Text provided
===
= Schola Cantorum of Rome =

Medieval papal choir

The Schola Cantorum was the trained papal choir during the Middle Ages, specializing in the performance of plainchant for the purpose of rendering the music in church. In the fourth century, Pope Sylvester I was said to have inaugurated the first Schola Cantorum, but it was Pope Gregory I who established the school on a firm basis and endowed it. The choir ranged anywhere from twenty to thirty boys or men. Only the most skilled in singing were selected to participate in the Schola Cantorum.

==Early Christian Church==

Peace between the Church and the Roman Empire greatly affected the liturgical life and musical practice of Christians. In the fourth century AD, Constantine became the first Roman emperor to convert to Christianity. This conversion led to the proclamation of the Edict of Milan, which decreed religious tolerance throughout the empire. With more and more converts, it was clear that services could no longer be conducted in the informal manner of the early days. This freedom in religion allowed the church to build for large basilicas which made it possible for public worship and for Christians to finally assume a new dignity. Music, in particular had its own place in these newly constructed basilicas. As the early church of Jerusalem spread westward to Western Europe, it brought along musical elements from diverse areas. It was during this time that the Schola Cantorum made its first appearance at the service of liturgical celebration.

==Schools of singers==
The Lombards, Franks, and Goths dominated the face of Western Europe in the seventh and early eighth centuries. The idea of unity and centralization was simply unknown during this time so local churches were relatively independent. Each region of the West probably received the Eastern heritage of musical elements in a slightly different form. This caused each region to produce several distinct liturgies and bodies of liturgical music of its own. Although each region shared the same language of Latin, they had different texts and music. We know for certain that there existed Beneventan chant, Roman Chant, Ambrosian chant, Hispanic chant, and several types of Gallican chant. Each of these political divisions developed their own repertory of melodies for singing sacred texts.

==Papal choir==
The first Schola Cantorum of Rome was said to be founded by Pope Sylvester in the year of 314. Music evolved from a simple unison chant to a highly developed polyphonic choral style. Singing was usually performed by the clergy, however in 367, the Council of Laodicea banned congregational singing and placed the musical service in the hands of the trained choir. With trained singers for the musical part of the liturgy, the clergy could focus their attention to what was most important, and that was their office.
===
Entries shown
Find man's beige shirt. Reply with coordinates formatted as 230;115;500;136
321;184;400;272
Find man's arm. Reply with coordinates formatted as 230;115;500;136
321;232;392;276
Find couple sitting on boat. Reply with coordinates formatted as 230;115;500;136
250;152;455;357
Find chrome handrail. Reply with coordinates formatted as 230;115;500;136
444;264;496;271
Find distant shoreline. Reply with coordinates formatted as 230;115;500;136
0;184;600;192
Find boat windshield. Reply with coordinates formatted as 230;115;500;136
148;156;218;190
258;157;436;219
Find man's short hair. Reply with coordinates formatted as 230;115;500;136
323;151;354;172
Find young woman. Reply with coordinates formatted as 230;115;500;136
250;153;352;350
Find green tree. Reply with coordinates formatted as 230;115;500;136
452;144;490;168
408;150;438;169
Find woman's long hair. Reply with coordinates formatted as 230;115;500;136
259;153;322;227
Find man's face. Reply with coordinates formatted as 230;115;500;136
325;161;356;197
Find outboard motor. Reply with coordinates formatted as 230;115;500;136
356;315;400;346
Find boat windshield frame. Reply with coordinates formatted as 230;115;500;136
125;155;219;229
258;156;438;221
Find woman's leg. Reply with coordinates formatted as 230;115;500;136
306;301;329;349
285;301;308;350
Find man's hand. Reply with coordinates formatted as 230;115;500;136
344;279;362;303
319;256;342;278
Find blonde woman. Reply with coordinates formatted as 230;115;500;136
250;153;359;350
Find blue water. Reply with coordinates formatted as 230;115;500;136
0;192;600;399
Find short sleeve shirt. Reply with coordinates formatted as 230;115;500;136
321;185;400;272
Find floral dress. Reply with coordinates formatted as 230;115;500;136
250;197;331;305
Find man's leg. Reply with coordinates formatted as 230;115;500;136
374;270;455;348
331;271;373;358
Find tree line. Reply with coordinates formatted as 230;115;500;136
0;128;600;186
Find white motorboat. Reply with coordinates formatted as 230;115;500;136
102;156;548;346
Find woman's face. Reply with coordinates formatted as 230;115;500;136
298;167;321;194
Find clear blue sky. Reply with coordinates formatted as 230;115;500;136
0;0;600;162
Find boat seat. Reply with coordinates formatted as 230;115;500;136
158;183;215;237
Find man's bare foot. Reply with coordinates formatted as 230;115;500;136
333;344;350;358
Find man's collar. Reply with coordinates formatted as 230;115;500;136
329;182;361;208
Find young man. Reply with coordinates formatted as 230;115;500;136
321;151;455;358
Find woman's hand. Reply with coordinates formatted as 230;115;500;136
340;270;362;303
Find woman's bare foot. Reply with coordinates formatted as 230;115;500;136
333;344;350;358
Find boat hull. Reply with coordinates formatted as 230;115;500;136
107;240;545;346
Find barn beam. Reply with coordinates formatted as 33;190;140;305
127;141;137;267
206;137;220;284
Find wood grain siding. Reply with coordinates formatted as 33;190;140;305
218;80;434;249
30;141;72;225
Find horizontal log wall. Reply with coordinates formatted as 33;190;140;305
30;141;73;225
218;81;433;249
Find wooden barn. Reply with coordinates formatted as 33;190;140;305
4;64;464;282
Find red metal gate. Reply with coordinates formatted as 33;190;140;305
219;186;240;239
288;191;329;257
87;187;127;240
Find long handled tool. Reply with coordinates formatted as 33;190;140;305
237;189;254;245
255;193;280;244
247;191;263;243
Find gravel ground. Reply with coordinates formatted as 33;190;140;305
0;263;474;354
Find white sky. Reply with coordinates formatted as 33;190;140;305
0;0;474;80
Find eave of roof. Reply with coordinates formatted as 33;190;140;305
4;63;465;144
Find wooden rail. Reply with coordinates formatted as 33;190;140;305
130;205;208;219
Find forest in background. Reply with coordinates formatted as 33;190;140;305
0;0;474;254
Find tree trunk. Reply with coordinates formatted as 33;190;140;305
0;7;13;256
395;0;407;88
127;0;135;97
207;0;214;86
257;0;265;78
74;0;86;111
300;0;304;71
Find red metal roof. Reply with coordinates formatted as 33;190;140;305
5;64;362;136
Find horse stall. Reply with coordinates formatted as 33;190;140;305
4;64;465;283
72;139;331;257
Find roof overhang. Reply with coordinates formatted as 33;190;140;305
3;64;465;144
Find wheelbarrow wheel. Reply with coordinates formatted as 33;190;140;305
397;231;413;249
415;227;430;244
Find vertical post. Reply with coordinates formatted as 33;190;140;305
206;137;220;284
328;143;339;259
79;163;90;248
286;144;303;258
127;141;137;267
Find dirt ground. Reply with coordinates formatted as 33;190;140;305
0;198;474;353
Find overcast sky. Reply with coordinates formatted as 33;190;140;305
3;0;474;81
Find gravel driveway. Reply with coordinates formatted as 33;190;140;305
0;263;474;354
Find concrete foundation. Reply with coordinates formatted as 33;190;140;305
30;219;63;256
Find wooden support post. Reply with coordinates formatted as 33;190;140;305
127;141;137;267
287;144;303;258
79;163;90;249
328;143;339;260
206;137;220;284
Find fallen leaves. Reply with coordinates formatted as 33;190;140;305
===
List of tasks
1. Answer from the article on the Schola Cantorum of Rome:
(a) How many boys or men made up the choir?
(b) Which Roman emperor was the first to convert to Christianity?
(c) Which council banned congregational singing, and in what year?
2. Extend the article on the Schola Cantorum of Rome, starting after its last sentence.
The records are not needed for this work.

The results
1.
(a) Twenty to thirty.
(b) Constantine.
(c) The Council of Laodicea, in 367.

2.
Pope Sylvester’s Schola Cantorum of Rome was instituted for the study of chants, not for the vocal technique. Chanting in unity was an obvious and a must, but it did not take long for Sylvester to realize that they needed to impart some sort of style onto it. In this, the subject of uniformity was taken up and this inevitably led to the management of breath, which led to the discovery of the fundamental elements of vocal technique. The school of Sylvester demanded that chants were to be sung in a perfectly smooth, flowing kind of melody. Instructors often pushed their pupils to their limits, as they recognized that pure legato was essential in perfecting the chant.

The employment of professional singers in the church played a prominent role in the development of the simple plain chant. The singers had mastered a style united with a technical finish of elegance and began to flourish their singing with ornamentation which had existed during classical times. These chants were not easy, nor sung in a dull and monotonous manner. The singers filled them with great richness and variety. This employment of trained singers acted as a precursor to the institution which was later reorganized by Pope Gregory I. The purpose of the schola was to teach both singing techniques and the plainsong repertory learned by the oral tradition. However, it was Pope Gregory I who standardized the liturgical repertory on a firm basis. This Roman school lasted a period of nine years which furnished the choir at most of the papal functions and was facilitated by the cantor.

==Schola Cantorum==
When Pope Gregory I was elected pope of the Roman Catholic Church in 590, he founded the Schola Cantorum. This was the school of singers which established the authoritative delivery of the musical liturgy for all of Europe. Of the schools that were directed by the church, pupils with the best voices were chosen for training in the Schola Cantorum. The most talented pupil was called paraphonist and was responsible for singing the solos of the “alleluia”. The studies of the Schola Cantorum lasted a total of nine years. It was a long period because the school made it mandatory for pupils to memorize the chants. During service, only the director or the paraphonists was permitted to have a book.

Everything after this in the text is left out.